_Short task:_ Edit the lines from the one containing "Get number '37'" through the one containing "left=0, top=337, right=326, bottom=412", inclusive, so that "dry grass" becomes "dead grass", and give those lines back with nothing else changed.

_Supplied records:_
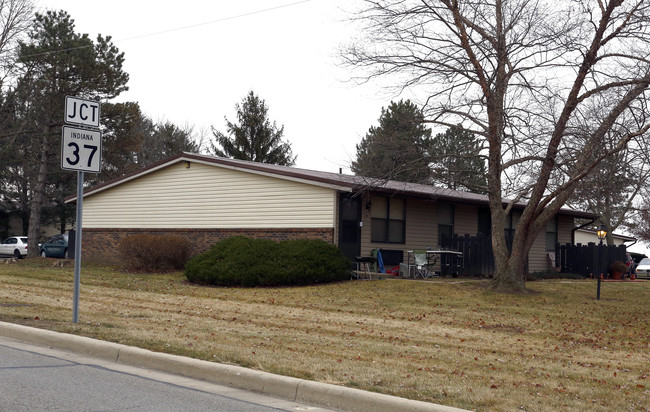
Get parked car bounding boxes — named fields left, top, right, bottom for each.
left=0, top=236, right=27, bottom=259
left=636, top=258, right=650, bottom=278
left=39, top=234, right=68, bottom=258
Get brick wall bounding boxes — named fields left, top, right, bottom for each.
left=82, top=228, right=336, bottom=261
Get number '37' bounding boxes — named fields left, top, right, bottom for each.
left=65, top=142, right=97, bottom=167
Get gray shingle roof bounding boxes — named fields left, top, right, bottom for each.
left=67, top=153, right=596, bottom=218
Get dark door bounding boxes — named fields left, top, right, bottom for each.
left=339, top=194, right=361, bottom=262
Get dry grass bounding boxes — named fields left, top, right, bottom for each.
left=0, top=258, right=650, bottom=411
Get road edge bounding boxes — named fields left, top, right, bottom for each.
left=0, top=322, right=463, bottom=412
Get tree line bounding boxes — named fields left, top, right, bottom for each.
left=0, top=0, right=650, bottom=296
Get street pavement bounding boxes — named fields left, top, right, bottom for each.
left=0, top=337, right=327, bottom=412
left=0, top=322, right=461, bottom=412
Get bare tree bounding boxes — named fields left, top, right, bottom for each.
left=343, top=0, right=650, bottom=291
left=0, top=0, right=34, bottom=86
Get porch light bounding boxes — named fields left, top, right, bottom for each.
left=596, top=223, right=607, bottom=300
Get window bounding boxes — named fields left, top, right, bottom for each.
left=438, top=202, right=454, bottom=246
left=546, top=217, right=557, bottom=250
left=503, top=210, right=521, bottom=251
left=370, top=196, right=406, bottom=243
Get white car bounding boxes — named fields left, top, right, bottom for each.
left=0, top=236, right=27, bottom=259
left=636, top=258, right=650, bottom=278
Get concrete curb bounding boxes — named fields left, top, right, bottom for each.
left=0, top=322, right=462, bottom=412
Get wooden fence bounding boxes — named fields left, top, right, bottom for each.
left=440, top=233, right=494, bottom=276
left=555, top=243, right=627, bottom=277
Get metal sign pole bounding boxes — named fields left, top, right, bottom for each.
left=72, top=171, right=84, bottom=323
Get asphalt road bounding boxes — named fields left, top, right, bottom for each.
left=0, top=337, right=326, bottom=412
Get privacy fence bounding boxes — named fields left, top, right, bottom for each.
left=440, top=233, right=494, bottom=276
left=555, top=243, right=627, bottom=277
left=440, top=234, right=626, bottom=277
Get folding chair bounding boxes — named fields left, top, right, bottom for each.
left=413, top=250, right=433, bottom=279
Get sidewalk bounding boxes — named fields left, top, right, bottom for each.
left=0, top=322, right=462, bottom=412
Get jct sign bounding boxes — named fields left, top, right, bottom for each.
left=61, top=126, right=102, bottom=173
left=65, top=96, right=99, bottom=128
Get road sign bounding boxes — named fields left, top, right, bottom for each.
left=64, top=96, right=99, bottom=128
left=61, top=126, right=102, bottom=173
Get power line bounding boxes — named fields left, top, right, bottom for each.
left=23, top=0, right=312, bottom=58
left=119, top=0, right=312, bottom=41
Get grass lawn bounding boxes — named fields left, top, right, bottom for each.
left=0, top=258, right=650, bottom=411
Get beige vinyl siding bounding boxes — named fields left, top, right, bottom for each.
left=528, top=216, right=573, bottom=272
left=361, top=195, right=438, bottom=261
left=528, top=232, right=551, bottom=273
left=454, top=204, right=478, bottom=236
left=83, top=163, right=336, bottom=229
left=557, top=215, right=574, bottom=245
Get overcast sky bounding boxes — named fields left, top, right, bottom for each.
left=37, top=0, right=400, bottom=172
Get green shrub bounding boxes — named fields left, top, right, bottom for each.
left=118, top=234, right=192, bottom=272
left=185, top=236, right=349, bottom=287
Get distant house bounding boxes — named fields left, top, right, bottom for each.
left=68, top=153, right=595, bottom=271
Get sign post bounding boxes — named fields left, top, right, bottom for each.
left=61, top=96, right=102, bottom=323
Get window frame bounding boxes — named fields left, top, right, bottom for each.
left=370, top=195, right=406, bottom=245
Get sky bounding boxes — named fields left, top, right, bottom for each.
left=36, top=0, right=650, bottom=254
left=37, top=0, right=394, bottom=173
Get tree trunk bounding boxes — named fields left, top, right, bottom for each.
left=490, top=233, right=529, bottom=293
left=27, top=126, right=50, bottom=257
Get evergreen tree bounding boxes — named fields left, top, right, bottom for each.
left=211, top=91, right=296, bottom=166
left=351, top=100, right=431, bottom=183
left=428, top=126, right=487, bottom=193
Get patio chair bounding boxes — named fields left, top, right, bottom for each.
left=413, top=249, right=433, bottom=279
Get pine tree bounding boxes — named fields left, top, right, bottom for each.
left=428, top=126, right=487, bottom=193
left=211, top=91, right=296, bottom=166
left=351, top=100, right=431, bottom=183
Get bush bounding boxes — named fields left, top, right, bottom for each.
left=118, top=235, right=191, bottom=272
left=185, top=236, right=349, bottom=287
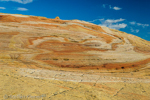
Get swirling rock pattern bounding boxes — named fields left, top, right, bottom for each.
left=0, top=13, right=150, bottom=100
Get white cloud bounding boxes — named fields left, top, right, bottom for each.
left=102, top=4, right=122, bottom=10
left=105, top=18, right=125, bottom=23
left=113, top=7, right=122, bottom=10
left=137, top=23, right=149, bottom=28
left=130, top=21, right=149, bottom=28
left=103, top=4, right=106, bottom=8
left=107, top=23, right=127, bottom=29
left=131, top=28, right=140, bottom=33
left=0, top=7, right=6, bottom=9
left=0, top=0, right=33, bottom=4
left=99, top=18, right=127, bottom=29
left=130, top=22, right=136, bottom=25
left=17, top=7, right=28, bottom=11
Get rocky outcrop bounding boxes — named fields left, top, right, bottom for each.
left=0, top=14, right=150, bottom=71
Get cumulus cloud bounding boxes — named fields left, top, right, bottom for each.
left=105, top=18, right=125, bottom=23
left=130, top=21, right=149, bottom=28
left=99, top=18, right=127, bottom=30
left=0, top=7, right=6, bottom=9
left=17, top=7, right=28, bottom=11
left=0, top=0, right=33, bottom=4
left=137, top=23, right=149, bottom=27
left=100, top=23, right=127, bottom=30
left=131, top=28, right=140, bottom=33
left=113, top=7, right=122, bottom=10
left=130, top=22, right=136, bottom=25
left=102, top=4, right=122, bottom=10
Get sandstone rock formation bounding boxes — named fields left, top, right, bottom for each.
left=0, top=13, right=150, bottom=100
left=55, top=16, right=60, bottom=19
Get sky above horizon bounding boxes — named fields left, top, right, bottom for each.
left=0, top=0, right=150, bottom=41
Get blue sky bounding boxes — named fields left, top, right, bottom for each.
left=0, top=0, right=150, bottom=41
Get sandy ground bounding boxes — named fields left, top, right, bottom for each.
left=0, top=66, right=150, bottom=100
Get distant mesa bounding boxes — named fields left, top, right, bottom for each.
left=55, top=16, right=60, bottom=19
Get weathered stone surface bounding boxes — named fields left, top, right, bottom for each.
left=0, top=13, right=150, bottom=100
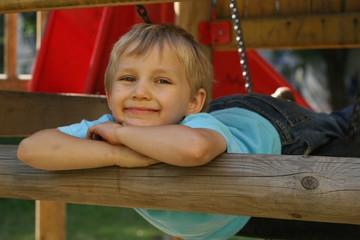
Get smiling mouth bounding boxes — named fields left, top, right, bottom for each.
left=125, top=107, right=159, bottom=114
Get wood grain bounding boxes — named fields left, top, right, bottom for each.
left=0, top=145, right=360, bottom=224
left=0, top=90, right=110, bottom=137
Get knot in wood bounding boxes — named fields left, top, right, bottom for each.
left=301, top=176, right=319, bottom=190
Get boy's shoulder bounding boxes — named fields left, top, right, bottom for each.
left=58, top=114, right=116, bottom=138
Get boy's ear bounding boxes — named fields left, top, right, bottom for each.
left=105, top=91, right=112, bottom=111
left=185, top=88, right=206, bottom=116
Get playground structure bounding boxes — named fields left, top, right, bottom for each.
left=0, top=0, right=360, bottom=239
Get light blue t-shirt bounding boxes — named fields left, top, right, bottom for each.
left=59, top=108, right=281, bottom=240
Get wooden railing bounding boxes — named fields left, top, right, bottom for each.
left=0, top=146, right=360, bottom=224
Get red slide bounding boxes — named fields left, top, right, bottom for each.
left=29, top=3, right=309, bottom=107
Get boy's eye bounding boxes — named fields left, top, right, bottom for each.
left=156, top=78, right=171, bottom=84
left=120, top=76, right=135, bottom=82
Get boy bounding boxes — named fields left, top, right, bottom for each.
left=18, top=24, right=358, bottom=240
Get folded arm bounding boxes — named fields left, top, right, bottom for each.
left=88, top=122, right=226, bottom=166
left=18, top=129, right=158, bottom=170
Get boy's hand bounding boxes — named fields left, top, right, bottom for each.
left=86, top=121, right=122, bottom=145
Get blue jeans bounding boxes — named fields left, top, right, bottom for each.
left=209, top=94, right=353, bottom=155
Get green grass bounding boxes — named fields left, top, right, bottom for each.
left=0, top=198, right=262, bottom=240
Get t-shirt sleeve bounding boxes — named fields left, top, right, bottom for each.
left=180, top=113, right=233, bottom=151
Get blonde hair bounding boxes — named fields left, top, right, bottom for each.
left=105, top=23, right=214, bottom=111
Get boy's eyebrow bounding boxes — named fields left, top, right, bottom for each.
left=116, top=67, right=182, bottom=75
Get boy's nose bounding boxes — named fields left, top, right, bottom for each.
left=132, top=80, right=151, bottom=100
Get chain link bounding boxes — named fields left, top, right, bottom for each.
left=230, top=0, right=254, bottom=94
left=348, top=88, right=360, bottom=140
left=136, top=4, right=152, bottom=23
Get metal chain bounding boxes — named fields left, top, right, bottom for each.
left=136, top=4, right=152, bottom=23
left=230, top=0, right=254, bottom=94
left=348, top=88, right=360, bottom=140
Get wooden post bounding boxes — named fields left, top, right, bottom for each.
left=5, top=13, right=17, bottom=81
left=35, top=201, right=66, bottom=240
left=174, top=0, right=212, bottom=60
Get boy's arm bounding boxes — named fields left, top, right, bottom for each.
left=18, top=129, right=157, bottom=170
left=87, top=122, right=226, bottom=166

_Expected answer:_
Get number '37' bounding boxes — named fields left, top, right, bottom for each.
left=65, top=142, right=97, bottom=167
Get gray shingle roof bounding boxes — named fields left, top, right, bottom for each.
left=67, top=153, right=596, bottom=218
Get dark door bounding boxes — named fields left, top, right, bottom for each.
left=339, top=194, right=361, bottom=262
Get dead grass bounding boxes — named fields left, top, right, bottom for each.
left=0, top=258, right=650, bottom=411
Get road edge bounding boxes — named fields left, top, right, bottom for each.
left=0, top=322, right=463, bottom=412
Get tree line bounding boxes — named fields left, top, right, bottom for each.
left=0, top=0, right=650, bottom=296
Get street pavement bounding boxes — named fields left, top, right, bottom for each.
left=0, top=337, right=327, bottom=412
left=0, top=322, right=461, bottom=412
Get bare tree bounding boxes — named fields left, top, right, bottom for each.
left=343, top=0, right=650, bottom=291
left=0, top=0, right=34, bottom=86
Get porch light bounding boxes — named fields left, top, right, bottom for each.
left=596, top=223, right=607, bottom=300
Get window bounding boxes — named fields left, top, right, bottom for each.
left=438, top=202, right=454, bottom=246
left=546, top=217, right=557, bottom=250
left=503, top=210, right=521, bottom=251
left=370, top=196, right=406, bottom=243
Get white car bounding boxes — named fields left, top, right, bottom for each.
left=0, top=236, right=27, bottom=259
left=636, top=258, right=650, bottom=278
Get concrete curb bounding boxes — named fields left, top, right, bottom for each.
left=0, top=322, right=462, bottom=412
Get wooden fence bounding boxes — named fields left, top, right, bottom for each.
left=440, top=233, right=494, bottom=276
left=555, top=243, right=627, bottom=277
Get metal sign pole bounding boxes — named fields left, top, right, bottom for each.
left=72, top=171, right=84, bottom=323
Get asphalt road bounding boxes — named fields left, top, right, bottom for each.
left=0, top=337, right=326, bottom=412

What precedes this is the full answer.